Task:
Write out nothing except the lines of the entries below, from the first through the one containing "Target: man in white cap", exactly and without pictures.
*** Available data
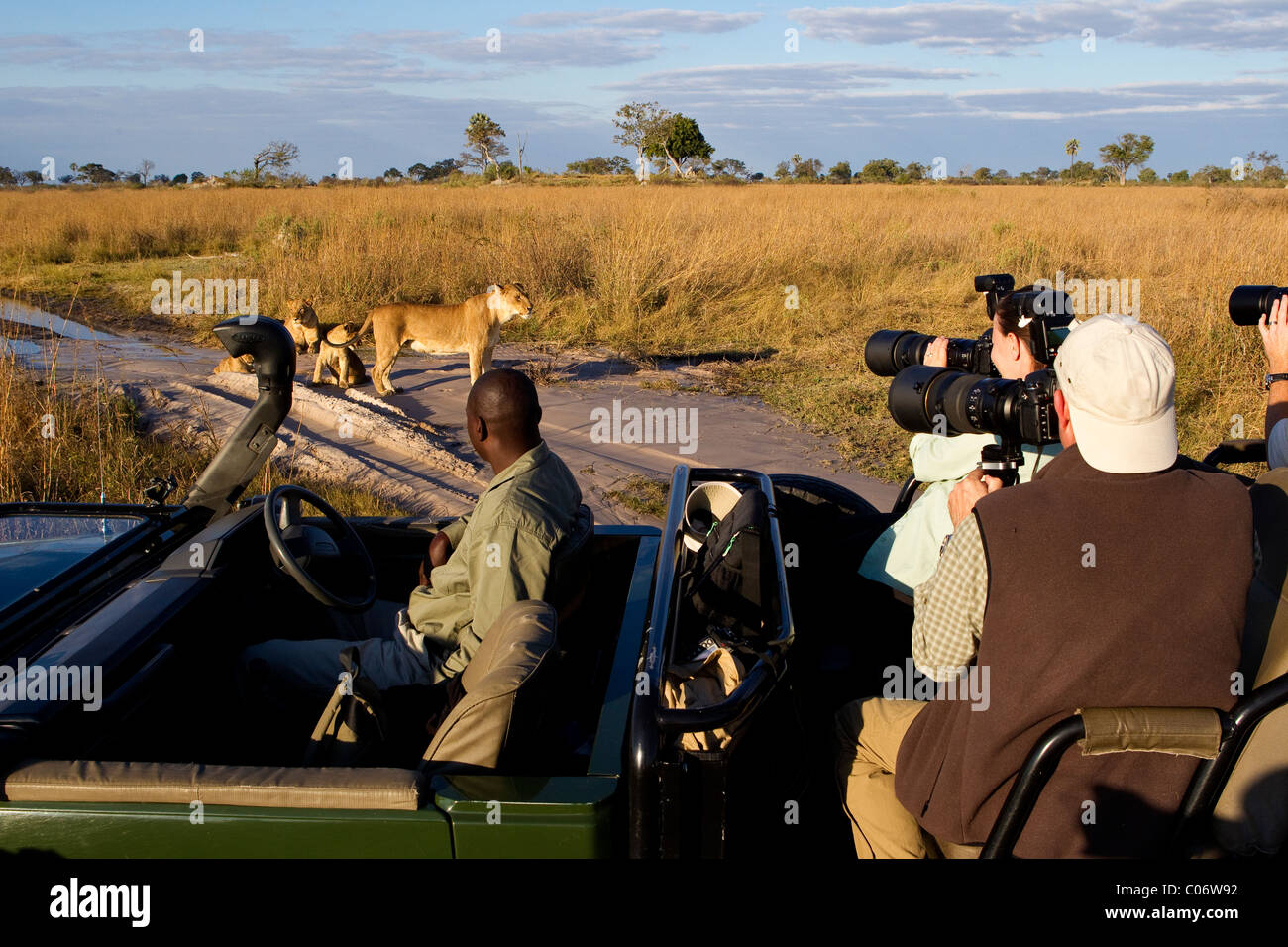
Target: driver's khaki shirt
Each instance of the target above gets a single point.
(500, 556)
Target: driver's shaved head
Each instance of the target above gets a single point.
(506, 399)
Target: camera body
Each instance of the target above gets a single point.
(943, 401)
(890, 351)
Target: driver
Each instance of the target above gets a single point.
(480, 565)
(906, 554)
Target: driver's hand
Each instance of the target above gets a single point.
(936, 352)
(439, 552)
(1274, 337)
(966, 493)
(439, 549)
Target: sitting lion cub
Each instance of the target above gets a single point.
(338, 357)
(473, 326)
(301, 322)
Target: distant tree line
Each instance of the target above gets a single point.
(674, 145)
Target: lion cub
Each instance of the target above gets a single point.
(473, 326)
(301, 322)
(336, 356)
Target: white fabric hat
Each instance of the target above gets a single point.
(1120, 381)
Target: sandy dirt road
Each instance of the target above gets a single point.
(412, 447)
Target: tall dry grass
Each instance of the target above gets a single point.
(683, 269)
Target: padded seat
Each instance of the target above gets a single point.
(292, 788)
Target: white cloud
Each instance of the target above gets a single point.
(996, 29)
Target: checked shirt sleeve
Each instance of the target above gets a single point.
(949, 605)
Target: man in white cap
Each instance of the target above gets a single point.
(1116, 578)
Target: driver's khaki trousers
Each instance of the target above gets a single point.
(867, 742)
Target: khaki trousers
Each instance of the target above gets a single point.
(867, 742)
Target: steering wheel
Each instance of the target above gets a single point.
(296, 545)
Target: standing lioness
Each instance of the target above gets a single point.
(473, 326)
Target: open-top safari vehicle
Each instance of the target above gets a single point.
(565, 745)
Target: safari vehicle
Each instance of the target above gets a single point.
(160, 600)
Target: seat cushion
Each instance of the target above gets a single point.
(292, 788)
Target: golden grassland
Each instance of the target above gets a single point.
(670, 270)
(78, 441)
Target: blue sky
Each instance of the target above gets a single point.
(387, 84)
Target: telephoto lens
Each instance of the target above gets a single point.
(890, 351)
(1248, 303)
(941, 401)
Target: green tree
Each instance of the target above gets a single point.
(1270, 169)
(1070, 149)
(1080, 171)
(729, 167)
(274, 157)
(681, 142)
(483, 145)
(506, 170)
(806, 169)
(640, 125)
(1210, 174)
(93, 172)
(439, 169)
(1127, 153)
(880, 171)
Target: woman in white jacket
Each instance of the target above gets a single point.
(906, 554)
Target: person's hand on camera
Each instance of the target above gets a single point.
(966, 493)
(1274, 337)
(936, 354)
(439, 552)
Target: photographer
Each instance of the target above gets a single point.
(1274, 337)
(1116, 578)
(906, 553)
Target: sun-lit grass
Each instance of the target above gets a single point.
(668, 270)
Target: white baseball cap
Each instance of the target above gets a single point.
(1119, 377)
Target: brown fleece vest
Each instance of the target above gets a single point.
(1155, 621)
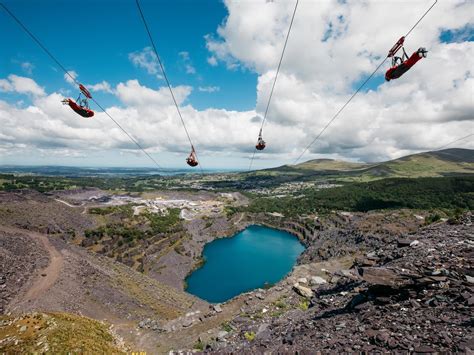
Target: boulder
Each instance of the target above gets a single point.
(302, 290)
(316, 280)
(383, 276)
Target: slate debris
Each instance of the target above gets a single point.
(413, 298)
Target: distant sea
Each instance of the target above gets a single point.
(69, 171)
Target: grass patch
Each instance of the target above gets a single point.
(57, 333)
(250, 336)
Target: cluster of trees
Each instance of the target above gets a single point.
(422, 193)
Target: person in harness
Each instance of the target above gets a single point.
(192, 159)
(81, 105)
(400, 65)
(260, 142)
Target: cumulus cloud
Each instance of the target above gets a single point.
(21, 85)
(103, 86)
(333, 46)
(145, 59)
(209, 88)
(71, 76)
(186, 61)
(27, 67)
(212, 61)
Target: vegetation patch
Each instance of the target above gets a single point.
(56, 333)
(448, 193)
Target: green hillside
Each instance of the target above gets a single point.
(430, 164)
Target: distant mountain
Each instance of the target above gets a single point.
(446, 162)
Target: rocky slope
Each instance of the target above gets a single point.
(409, 293)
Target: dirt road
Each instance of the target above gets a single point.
(48, 276)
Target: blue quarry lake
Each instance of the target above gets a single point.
(250, 259)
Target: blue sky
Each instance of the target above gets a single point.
(97, 47)
(328, 55)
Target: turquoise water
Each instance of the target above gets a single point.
(249, 260)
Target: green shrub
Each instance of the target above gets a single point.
(250, 336)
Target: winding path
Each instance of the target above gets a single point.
(50, 272)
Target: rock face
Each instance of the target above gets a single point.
(302, 290)
(316, 280)
(415, 297)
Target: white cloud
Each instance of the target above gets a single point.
(333, 46)
(186, 61)
(209, 88)
(103, 86)
(134, 94)
(21, 85)
(145, 59)
(71, 77)
(27, 67)
(212, 61)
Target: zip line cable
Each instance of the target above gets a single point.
(276, 77)
(166, 78)
(358, 90)
(75, 81)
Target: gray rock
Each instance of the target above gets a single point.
(303, 280)
(316, 280)
(302, 290)
(221, 335)
(414, 243)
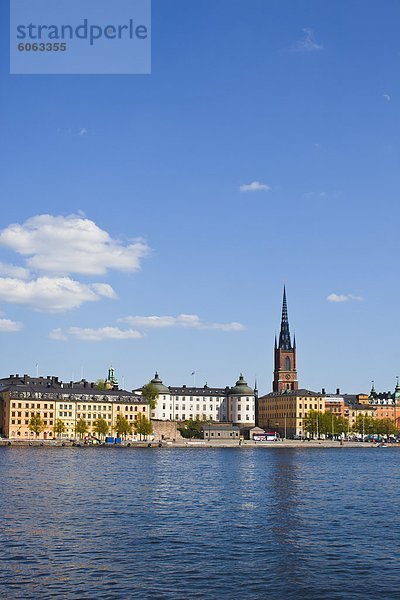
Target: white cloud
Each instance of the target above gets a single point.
(73, 244)
(188, 321)
(52, 294)
(343, 298)
(308, 43)
(13, 271)
(254, 186)
(88, 334)
(8, 326)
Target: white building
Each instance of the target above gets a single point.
(234, 404)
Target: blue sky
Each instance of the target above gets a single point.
(263, 149)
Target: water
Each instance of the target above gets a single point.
(199, 523)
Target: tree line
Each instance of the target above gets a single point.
(328, 424)
(122, 427)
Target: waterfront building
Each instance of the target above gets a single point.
(220, 431)
(285, 411)
(386, 404)
(355, 406)
(334, 403)
(23, 397)
(234, 404)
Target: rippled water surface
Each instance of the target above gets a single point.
(199, 523)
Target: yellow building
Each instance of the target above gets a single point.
(284, 411)
(23, 397)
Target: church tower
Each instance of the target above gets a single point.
(285, 374)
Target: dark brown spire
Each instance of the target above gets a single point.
(284, 336)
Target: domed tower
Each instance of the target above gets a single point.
(157, 382)
(285, 373)
(163, 409)
(111, 383)
(241, 403)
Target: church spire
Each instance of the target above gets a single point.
(284, 336)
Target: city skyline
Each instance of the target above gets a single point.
(151, 222)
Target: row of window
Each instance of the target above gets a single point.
(26, 422)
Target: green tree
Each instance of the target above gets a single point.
(364, 424)
(311, 423)
(81, 427)
(59, 427)
(122, 426)
(150, 394)
(143, 426)
(100, 426)
(36, 424)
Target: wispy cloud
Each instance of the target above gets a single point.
(343, 298)
(255, 186)
(55, 247)
(188, 321)
(13, 271)
(52, 294)
(308, 42)
(8, 326)
(87, 334)
(72, 244)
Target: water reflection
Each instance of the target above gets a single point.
(197, 523)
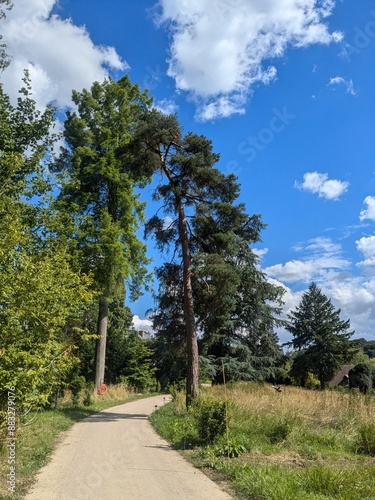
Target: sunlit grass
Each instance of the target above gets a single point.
(299, 444)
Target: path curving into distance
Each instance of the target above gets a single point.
(116, 455)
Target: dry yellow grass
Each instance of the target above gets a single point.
(319, 408)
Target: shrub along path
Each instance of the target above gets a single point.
(116, 454)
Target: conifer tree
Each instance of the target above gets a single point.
(320, 337)
(210, 236)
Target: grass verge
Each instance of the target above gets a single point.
(39, 432)
(297, 444)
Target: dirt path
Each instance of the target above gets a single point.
(116, 455)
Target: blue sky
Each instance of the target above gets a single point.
(284, 89)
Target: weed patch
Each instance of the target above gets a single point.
(298, 444)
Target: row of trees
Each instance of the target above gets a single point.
(69, 229)
(71, 253)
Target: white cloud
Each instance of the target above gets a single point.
(369, 212)
(323, 263)
(322, 258)
(59, 55)
(348, 84)
(166, 106)
(319, 183)
(142, 324)
(366, 245)
(220, 48)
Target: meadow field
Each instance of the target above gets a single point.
(269, 445)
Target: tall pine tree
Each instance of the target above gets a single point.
(213, 266)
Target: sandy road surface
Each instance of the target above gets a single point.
(116, 455)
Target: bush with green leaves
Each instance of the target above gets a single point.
(210, 416)
(366, 439)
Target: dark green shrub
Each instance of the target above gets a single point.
(278, 431)
(361, 377)
(76, 385)
(366, 439)
(210, 416)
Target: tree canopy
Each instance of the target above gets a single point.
(98, 192)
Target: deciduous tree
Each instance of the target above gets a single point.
(98, 190)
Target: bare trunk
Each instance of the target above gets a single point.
(101, 341)
(191, 335)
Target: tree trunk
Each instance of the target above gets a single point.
(101, 341)
(191, 335)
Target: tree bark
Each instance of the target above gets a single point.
(101, 341)
(191, 335)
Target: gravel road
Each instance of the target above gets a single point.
(116, 455)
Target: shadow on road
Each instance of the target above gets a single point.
(112, 417)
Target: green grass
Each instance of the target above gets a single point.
(39, 433)
(301, 444)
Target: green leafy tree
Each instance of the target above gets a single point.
(41, 296)
(362, 376)
(99, 177)
(320, 337)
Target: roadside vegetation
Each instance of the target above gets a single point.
(40, 431)
(297, 443)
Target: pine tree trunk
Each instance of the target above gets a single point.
(101, 341)
(191, 335)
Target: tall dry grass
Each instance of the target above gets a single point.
(320, 408)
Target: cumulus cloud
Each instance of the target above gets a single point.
(322, 262)
(319, 183)
(348, 84)
(166, 106)
(366, 245)
(321, 256)
(220, 48)
(142, 324)
(369, 211)
(59, 55)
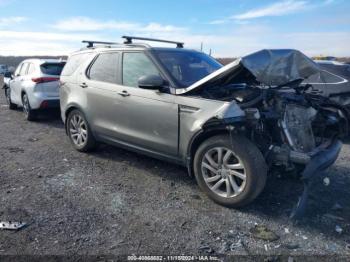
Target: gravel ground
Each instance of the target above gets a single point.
(114, 202)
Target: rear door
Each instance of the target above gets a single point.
(100, 85)
(149, 117)
(48, 76)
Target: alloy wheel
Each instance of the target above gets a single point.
(8, 97)
(223, 172)
(78, 130)
(26, 106)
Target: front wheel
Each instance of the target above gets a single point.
(11, 105)
(79, 132)
(230, 170)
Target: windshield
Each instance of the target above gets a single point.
(187, 67)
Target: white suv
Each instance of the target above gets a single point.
(3, 69)
(35, 86)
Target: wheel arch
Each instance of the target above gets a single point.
(205, 133)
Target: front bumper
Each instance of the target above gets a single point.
(320, 161)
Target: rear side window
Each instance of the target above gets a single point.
(54, 69)
(105, 68)
(73, 63)
(31, 69)
(136, 65)
(23, 69)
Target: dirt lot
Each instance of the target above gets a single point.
(117, 202)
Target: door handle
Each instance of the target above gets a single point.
(124, 93)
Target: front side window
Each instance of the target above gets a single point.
(105, 68)
(187, 67)
(136, 65)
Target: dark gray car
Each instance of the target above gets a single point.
(227, 125)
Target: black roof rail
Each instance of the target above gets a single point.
(128, 40)
(92, 43)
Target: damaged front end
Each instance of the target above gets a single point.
(292, 126)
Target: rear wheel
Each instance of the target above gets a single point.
(231, 171)
(28, 111)
(11, 105)
(79, 132)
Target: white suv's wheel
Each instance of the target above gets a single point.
(232, 171)
(11, 105)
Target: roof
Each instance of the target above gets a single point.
(42, 61)
(98, 49)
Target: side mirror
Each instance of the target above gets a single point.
(151, 82)
(8, 75)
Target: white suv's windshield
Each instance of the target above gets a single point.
(187, 67)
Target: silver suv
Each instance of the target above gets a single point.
(227, 125)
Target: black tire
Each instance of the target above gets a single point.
(247, 155)
(89, 143)
(29, 113)
(11, 105)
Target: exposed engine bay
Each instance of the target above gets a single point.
(287, 122)
(293, 126)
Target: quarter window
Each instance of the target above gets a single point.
(136, 65)
(73, 63)
(105, 68)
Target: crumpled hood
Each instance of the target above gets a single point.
(268, 67)
(278, 67)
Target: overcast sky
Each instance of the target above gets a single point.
(229, 27)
******
Answer space:
Target: driver's khaki shirt
Each instance of the target above gets a single point.
(500, 556)
Target: driver's shaved head
Each instance of the target above gets a single point.
(506, 399)
Target: camera body
Each instance of the target above gets a single point.
(943, 401)
(890, 351)
Target: driver
Each instance of the target above gets a single point.
(480, 565)
(906, 554)
Target: driver's hand
Each instance of the target above gets a single point.
(936, 352)
(439, 552)
(1274, 337)
(966, 493)
(439, 549)
Target: sitting lion cub
Each instance of the target above gets a single point.
(338, 357)
(473, 326)
(301, 322)
Target: distant tree line
Each instance of the target above gets a single point.
(674, 145)
Target: lion cub
Each instance of the target above gets a single point.
(473, 326)
(301, 322)
(336, 356)
Target: white fabric hat
Each instance of the target above gets a single point.
(1120, 381)
Target: sandy dirt road
Each instance of the target above gets a single point.
(412, 447)
Target: tall dry grass
Each instance of the target above gets a single point.
(683, 269)
Target: padded seat
Each instance of the target above gets a single point.
(292, 788)
Target: white cloud
Each instance of the target above gets a single point.
(996, 29)
Target: checked shirt sleeve
Each instance of the target above gets a single point.
(949, 605)
Target: man in white cap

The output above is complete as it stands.